• TEXTAUSZUG:
━━━━

Kunsang Wangmo – genannt Mola – lebte 45 Jahre im Exil und hatte am Ende ihres Lebens den Wunsch, ihre Heimat Tibet wiederzusehen. Regisseurin Yangzom Brauen und ihr Vater, der Regisseur Martin Brauen, sprechen über ihren Film, der das bewegende Leben Molas begleitet.
SRF: Was war Ihre Motivation, einen so persönlichen Dokfilm über Mola – Ihre Schwieger- und Grossmutter – zu drehen?
Yangzom Brauen: Mola hätte nie gedacht, dass jemand einen Film über sie drehen will. Für mich war ihre Lebensweise jedoch etwas Besonderes. Sie ist in einer Welt aufgewachsen, die verschwindet – mit einer Kultur und Ritualen, die bald nicht mehr existieren werden. Ich wollte ein Zeugnis für die ältere, aus Tibet geflüchtete Generation schaffen.

━━━━

• ANGEZEIGTE INFORMATIONEN:
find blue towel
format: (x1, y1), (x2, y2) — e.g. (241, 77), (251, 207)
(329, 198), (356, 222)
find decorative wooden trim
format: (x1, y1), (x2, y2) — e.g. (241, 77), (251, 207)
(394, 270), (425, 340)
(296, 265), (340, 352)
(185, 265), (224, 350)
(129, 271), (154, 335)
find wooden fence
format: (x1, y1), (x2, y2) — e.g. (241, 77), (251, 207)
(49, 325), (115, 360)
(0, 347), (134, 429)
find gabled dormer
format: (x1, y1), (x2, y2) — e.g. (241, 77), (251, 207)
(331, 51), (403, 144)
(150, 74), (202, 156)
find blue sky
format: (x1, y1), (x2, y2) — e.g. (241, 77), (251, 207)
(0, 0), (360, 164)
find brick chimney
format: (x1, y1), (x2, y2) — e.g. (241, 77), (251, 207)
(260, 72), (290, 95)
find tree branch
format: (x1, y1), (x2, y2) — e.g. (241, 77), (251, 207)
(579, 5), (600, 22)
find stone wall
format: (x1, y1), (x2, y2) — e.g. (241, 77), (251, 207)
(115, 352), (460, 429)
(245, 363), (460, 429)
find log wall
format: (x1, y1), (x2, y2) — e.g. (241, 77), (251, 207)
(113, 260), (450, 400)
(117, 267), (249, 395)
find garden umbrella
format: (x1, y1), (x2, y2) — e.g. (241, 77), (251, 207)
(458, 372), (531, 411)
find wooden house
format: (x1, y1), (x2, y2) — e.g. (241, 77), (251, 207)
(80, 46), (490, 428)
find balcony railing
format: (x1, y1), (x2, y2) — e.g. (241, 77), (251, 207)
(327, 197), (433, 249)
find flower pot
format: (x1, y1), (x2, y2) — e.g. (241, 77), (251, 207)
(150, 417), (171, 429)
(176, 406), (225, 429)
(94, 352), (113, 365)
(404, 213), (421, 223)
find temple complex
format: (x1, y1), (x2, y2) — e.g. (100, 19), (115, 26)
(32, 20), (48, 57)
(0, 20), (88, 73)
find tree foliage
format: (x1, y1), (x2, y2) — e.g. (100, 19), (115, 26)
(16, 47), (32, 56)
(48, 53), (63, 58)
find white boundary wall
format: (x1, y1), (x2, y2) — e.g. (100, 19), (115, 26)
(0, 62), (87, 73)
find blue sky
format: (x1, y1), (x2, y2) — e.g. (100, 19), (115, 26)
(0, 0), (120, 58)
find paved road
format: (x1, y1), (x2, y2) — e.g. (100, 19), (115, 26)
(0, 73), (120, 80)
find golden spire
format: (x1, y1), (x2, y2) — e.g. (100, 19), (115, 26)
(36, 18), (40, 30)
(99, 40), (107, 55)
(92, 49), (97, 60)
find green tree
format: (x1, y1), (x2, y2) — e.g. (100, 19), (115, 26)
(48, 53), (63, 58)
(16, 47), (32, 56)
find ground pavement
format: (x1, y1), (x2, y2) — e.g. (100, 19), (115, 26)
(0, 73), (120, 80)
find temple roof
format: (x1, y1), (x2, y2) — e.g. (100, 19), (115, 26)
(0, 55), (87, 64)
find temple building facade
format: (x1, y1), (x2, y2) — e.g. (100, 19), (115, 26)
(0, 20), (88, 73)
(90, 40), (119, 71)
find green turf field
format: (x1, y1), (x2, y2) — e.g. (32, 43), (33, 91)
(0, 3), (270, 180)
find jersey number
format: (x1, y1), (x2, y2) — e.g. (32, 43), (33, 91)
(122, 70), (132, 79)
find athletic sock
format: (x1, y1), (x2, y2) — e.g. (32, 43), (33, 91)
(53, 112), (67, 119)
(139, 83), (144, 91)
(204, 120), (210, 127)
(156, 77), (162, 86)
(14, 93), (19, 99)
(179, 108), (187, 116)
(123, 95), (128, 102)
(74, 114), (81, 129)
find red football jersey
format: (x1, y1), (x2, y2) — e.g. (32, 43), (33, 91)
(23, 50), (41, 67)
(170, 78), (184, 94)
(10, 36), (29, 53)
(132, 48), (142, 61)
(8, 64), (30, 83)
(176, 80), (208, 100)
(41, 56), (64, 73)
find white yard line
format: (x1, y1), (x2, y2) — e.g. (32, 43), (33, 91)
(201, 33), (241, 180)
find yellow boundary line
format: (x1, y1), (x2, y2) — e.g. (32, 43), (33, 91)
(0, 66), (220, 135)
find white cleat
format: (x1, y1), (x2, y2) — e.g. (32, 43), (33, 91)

━━━━

• AUFGABEN:
1. Beantworten Sie anhand des Textauszugs:
(a) Wie viele Jahre lebte Kunsang Wangmo im Exil?
(b) In welcher Beziehung steht Martin Brauen zu Yangzom Brauen?
(c) Für welche Generation wollte Yangzom Brauen ein Zeugnis schaffen?
2. Schreiben Sie einen Abschnitt aus dem Textauszug wortgetreu ab: Beginnen Sie bei den Worten „Yangzom Brauen: Mola“, und hören Sie nach den Worten „geflüchtete Generation schaffen.“ auf.

• ANTWORTEN:
1.
(a) 45 Jahre
(b) Er ist ihr Vater.
(c) Für die ältere, aus Tibet geflüchtete Generation

2.
Yangzom Brauen: Mola hätte nie gedacht, dass jemand einen Film über sie drehen will. Für mich war ihre Lebensweise jedoch etwas Besonderes. Sie ist in einer Welt aufgewachsen, die verschwindet – mit einer Kultur und Ritualen, die bald nicht mehr existieren werden. Ich wollte ein Zeugnis für die ältere, aus Tibet geflüchtete Generation schaffen.